The data needs to be returned in full, exactly as it reads.

Start of Data for this task

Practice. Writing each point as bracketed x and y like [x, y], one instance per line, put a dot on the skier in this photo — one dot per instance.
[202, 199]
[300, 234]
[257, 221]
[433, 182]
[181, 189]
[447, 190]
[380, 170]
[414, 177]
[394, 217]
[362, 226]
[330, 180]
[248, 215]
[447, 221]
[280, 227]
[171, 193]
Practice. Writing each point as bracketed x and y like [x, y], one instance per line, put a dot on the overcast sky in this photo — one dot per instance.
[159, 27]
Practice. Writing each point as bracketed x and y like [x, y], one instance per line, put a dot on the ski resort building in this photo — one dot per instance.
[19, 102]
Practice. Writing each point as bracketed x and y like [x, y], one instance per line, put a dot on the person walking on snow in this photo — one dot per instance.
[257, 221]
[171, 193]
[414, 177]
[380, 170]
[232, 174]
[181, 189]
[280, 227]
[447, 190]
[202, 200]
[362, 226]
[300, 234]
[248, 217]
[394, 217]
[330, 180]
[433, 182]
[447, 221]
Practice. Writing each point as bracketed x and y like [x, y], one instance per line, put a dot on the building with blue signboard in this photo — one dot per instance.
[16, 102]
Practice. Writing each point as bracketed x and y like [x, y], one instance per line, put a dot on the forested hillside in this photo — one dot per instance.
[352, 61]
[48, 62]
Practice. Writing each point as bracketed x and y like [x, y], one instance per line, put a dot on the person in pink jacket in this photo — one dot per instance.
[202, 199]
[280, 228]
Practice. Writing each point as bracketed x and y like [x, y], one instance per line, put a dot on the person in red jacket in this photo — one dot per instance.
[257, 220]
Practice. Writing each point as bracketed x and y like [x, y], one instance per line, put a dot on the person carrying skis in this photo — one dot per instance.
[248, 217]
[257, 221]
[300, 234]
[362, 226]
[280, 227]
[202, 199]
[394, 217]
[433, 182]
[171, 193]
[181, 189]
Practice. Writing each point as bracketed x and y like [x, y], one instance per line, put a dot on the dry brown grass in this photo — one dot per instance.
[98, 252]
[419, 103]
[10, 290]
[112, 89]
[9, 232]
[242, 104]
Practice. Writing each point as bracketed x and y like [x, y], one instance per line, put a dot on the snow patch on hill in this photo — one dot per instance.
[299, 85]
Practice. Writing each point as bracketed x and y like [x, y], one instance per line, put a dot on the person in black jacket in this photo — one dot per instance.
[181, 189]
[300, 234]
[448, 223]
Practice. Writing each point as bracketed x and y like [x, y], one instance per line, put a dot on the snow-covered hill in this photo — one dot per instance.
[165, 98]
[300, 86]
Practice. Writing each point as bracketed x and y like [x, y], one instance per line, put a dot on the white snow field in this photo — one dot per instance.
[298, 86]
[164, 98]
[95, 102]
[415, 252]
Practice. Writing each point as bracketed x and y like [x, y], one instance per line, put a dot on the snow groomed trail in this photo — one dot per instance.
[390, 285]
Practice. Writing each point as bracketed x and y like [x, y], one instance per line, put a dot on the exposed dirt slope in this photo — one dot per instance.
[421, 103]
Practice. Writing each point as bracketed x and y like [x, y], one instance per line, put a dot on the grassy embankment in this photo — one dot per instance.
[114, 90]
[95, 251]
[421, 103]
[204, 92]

End of Data for this task

Problem solution =>
Practice. Writing each point as bracketed x and y like [x, y], one instance per line, put a dot on the skier in this photo — one dot per instance.
[202, 199]
[300, 234]
[257, 221]
[433, 182]
[181, 189]
[447, 190]
[380, 170]
[414, 177]
[394, 217]
[362, 226]
[330, 180]
[248, 215]
[447, 221]
[280, 227]
[171, 193]
Practice. Writing each point as bracketed x and y like [x, y], one instance per line, put a dot on the overcast sky in this photo — one dot per instance.
[159, 27]
Practice. Writing each point as bracketed x and y like [x, y], one instance per line, put a dot on the ski resort building in this photo — one dot per instance.
[19, 102]
Practice. Writing each point as bracketed x and y like [x, y], one instance per line, put a dot on the person walking on snow in this photo — one dot per instance.
[257, 221]
[171, 193]
[414, 177]
[380, 170]
[232, 174]
[181, 189]
[280, 227]
[447, 190]
[202, 200]
[362, 226]
[300, 234]
[248, 217]
[394, 217]
[330, 180]
[433, 182]
[447, 221]
Practice. Writing each point as bracketed x and y like [x, y], one instance per line, put a dot on the building with blue signboard in this photo — one dot per instance.
[16, 102]
Practice. Writing each point as bracketed x and y like [x, y], one instance per line, put a dot on the forested hillside in this photo — one dot per instance.
[352, 61]
[48, 62]
Practice. Writing each point as bracketed x and y like [x, y], one instance per line, put a dot on the person in pink jacket in this photo — one dot per instance.
[202, 199]
[280, 228]
Practice. Writing each point as bracketed x and y like [x, y], one instance per line, put a dot on the person in red jacket in this photo — one dot per instance.
[257, 220]
Practice. Writing each point as bracketed x and y like [x, y], one instance per line, put a dot on the person carrying skis in this photo — one dot per instance.
[248, 217]
[257, 221]
[300, 234]
[362, 226]
[280, 227]
[202, 199]
[394, 217]
[433, 182]
[171, 193]
[181, 189]
Practice. Writing each point as bracketed x and y like [x, y], one instance per line, put a dot on the dry brown grass in this photo — one dot per instance.
[98, 252]
[419, 103]
[10, 290]
[112, 89]
[9, 232]
[242, 104]
Practice. Writing each point as bracketed x and y like [x, y], one instance per line, put a dot on the snow patch on hill in this photo — one dot per instance.
[299, 85]
Practice. Writing each point as bracketed x and y like [x, y], one instance per line, put a dot on the person in black jacket in this photo — one dot per instance.
[181, 189]
[300, 234]
[448, 223]
Practice. Writing each point as bracketed x and y like [x, y], one instance per line, put a dot on the snow-covered hill in this photo — one dot per instance.
[165, 98]
[300, 86]
Practice. Writing each point as bracketed x and y like [x, y], one instance per line, put a dot on the white snow field in this photo — one dot per instance.
[298, 86]
[164, 98]
[95, 102]
[415, 252]
Practice. Writing each point as bracketed x and y like [x, y], one instance per line, put a dot on the snow groomed trail in this photo — one dot per instance.
[390, 285]
Practice. Writing each point as bracketed x and y like [x, y], one instance per line, put a dot on the exposed dirt slope in this photo — one dot per instance.
[421, 103]
Practice. Writing each point as bracketed x and y like [x, y], one instance per line, put a dot on the grassy embankment in this photo — one dot per instance.
[114, 90]
[95, 251]
[421, 103]
[204, 92]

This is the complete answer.